Directions —
(A) According to the forum post on Clan/mp3 timecoding, which two popular standards store raw sample data without compression?
(B) Repeat the forum post on Clan/mp3 timecoding between "Let me address" and "to some extent.", inclusive.

Document text —
════

Clan/mp3 timecoding update

[Bartlomiej Plichta]

Hello all,

Let me address the issues below.

Linguist - Wangka Maya wrote:
> I just brought some interested friends into the discussion, Mark 
> Piggott says:
>
> Interesting discussion....... Actually most digital formats compress 
> using one algorithm or another and are therefore "lossy" to some extent.
This is not exactly true. Not all digital audio formats use lossy 
compression. In fact, there are two popular standards, PCM and DSD, that 
store raw sample data, without compression. PCM is by far most common in 
professional applications (e.g., audio CDs), but DSD is becoming more 
and more widely accepted in the pro audio industry. Psychoacoustic 
compression is a relatively new thing and is used primarily in consumer 
applications (e.g., iPod, iTunes Music Store, etc.). There are other 
audio compression standards used, for example, in digital telephony, but 
they have little relevance to field linguists.
> For normal beings, like you and I Grant, mp3 and mp3 vers2 will 
> reproduce sound to a quality than is undistinguishable from the real 
> thing. I personally never use wav format - it's a Microsoft proprietry 
> format not open source.........

════

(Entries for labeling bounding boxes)
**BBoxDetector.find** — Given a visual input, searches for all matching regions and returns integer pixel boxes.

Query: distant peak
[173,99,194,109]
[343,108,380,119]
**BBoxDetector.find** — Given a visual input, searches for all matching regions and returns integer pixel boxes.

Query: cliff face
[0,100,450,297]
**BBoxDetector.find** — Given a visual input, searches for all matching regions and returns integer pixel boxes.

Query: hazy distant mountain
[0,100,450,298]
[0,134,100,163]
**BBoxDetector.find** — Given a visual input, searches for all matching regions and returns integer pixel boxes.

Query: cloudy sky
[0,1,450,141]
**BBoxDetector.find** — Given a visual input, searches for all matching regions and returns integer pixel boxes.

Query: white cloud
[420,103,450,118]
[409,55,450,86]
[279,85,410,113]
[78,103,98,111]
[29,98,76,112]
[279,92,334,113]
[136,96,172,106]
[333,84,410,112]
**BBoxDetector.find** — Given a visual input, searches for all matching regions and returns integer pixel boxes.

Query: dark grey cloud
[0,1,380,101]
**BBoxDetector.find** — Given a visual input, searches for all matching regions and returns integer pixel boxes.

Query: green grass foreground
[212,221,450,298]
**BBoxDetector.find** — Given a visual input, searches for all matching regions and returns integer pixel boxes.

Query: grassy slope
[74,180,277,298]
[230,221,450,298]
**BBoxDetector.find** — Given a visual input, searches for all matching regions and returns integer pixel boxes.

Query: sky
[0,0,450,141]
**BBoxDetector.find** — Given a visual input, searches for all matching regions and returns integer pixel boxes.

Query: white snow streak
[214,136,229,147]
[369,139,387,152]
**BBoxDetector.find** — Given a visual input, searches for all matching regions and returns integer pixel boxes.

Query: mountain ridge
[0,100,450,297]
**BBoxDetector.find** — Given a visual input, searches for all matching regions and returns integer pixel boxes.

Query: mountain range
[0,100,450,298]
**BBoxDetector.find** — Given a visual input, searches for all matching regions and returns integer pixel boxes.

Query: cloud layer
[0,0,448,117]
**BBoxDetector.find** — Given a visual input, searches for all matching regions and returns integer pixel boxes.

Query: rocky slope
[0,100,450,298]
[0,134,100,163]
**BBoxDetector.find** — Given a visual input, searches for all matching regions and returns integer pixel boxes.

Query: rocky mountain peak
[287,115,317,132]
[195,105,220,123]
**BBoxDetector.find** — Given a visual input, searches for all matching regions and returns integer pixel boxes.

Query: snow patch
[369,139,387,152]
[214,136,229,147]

════

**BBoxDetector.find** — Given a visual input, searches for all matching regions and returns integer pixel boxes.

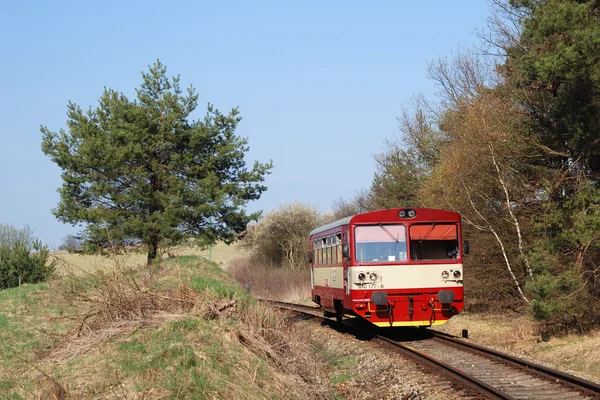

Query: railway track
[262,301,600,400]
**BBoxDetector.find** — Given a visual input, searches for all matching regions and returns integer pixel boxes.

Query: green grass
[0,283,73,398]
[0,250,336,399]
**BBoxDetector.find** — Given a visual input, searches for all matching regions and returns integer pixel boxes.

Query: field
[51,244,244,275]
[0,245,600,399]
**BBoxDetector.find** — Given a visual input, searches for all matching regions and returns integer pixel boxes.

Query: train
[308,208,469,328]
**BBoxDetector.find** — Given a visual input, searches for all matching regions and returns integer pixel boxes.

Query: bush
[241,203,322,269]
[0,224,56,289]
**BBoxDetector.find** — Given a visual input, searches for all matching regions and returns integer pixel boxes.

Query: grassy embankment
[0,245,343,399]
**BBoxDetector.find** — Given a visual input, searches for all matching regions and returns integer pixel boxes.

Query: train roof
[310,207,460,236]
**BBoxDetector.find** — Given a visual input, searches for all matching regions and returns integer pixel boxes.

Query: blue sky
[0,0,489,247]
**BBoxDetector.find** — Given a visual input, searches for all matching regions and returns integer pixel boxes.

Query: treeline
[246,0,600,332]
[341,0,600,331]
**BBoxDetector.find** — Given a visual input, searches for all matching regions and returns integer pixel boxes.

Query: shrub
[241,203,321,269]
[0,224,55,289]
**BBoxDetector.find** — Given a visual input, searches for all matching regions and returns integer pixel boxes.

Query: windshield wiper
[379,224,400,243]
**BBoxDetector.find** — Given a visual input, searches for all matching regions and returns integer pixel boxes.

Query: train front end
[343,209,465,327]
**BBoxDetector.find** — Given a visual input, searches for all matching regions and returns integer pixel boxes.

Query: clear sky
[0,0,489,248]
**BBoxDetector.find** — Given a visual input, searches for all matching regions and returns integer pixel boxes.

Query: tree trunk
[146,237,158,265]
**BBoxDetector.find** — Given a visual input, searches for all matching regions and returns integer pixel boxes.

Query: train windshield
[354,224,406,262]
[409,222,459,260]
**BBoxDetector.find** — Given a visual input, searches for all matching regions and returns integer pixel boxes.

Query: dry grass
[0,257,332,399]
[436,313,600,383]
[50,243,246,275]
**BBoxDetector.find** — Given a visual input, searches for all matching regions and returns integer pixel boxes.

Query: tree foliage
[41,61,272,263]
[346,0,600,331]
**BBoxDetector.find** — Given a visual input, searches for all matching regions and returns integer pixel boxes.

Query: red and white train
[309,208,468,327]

════

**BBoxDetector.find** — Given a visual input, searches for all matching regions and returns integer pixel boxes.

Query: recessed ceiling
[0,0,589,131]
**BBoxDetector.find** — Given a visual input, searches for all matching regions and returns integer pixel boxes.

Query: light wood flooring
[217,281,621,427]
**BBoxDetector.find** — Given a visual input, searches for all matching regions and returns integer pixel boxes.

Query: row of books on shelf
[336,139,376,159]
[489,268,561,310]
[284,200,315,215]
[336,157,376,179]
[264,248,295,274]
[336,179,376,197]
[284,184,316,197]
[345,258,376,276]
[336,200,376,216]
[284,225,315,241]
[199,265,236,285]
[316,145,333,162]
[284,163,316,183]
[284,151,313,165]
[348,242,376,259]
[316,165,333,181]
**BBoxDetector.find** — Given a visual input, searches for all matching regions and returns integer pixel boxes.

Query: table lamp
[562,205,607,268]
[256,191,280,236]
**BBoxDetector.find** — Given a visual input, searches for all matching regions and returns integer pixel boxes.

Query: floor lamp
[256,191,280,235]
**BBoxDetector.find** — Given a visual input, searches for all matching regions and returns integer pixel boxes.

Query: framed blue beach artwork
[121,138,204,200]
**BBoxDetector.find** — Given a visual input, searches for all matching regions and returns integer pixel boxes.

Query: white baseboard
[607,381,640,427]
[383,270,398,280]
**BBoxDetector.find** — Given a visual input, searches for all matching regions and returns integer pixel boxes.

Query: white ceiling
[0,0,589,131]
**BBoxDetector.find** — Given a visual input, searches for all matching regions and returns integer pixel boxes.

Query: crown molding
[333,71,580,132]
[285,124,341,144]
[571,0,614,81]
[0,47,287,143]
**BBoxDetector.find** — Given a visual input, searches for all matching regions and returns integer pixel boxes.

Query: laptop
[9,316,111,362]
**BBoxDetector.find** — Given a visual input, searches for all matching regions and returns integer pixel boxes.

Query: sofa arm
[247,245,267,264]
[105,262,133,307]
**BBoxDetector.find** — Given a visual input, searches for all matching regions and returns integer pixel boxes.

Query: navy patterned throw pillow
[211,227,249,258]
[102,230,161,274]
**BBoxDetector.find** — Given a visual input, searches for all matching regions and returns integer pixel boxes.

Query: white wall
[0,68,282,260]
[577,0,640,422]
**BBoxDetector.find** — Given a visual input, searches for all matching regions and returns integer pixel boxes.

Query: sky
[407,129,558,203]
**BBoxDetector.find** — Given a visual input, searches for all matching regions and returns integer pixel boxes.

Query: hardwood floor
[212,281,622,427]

════

Solution list —
(A) PCM and DSD.

(B)
Let me address the issues below.

Linguist - Wangka Maya wrote:
> I just brought some interested friends into the discussion, Mark 
> Piggott says:
>
> Interesting discussion....... Actually most digital formats compress 
> using one algorithm or another and are therefore "lossy" to some extent.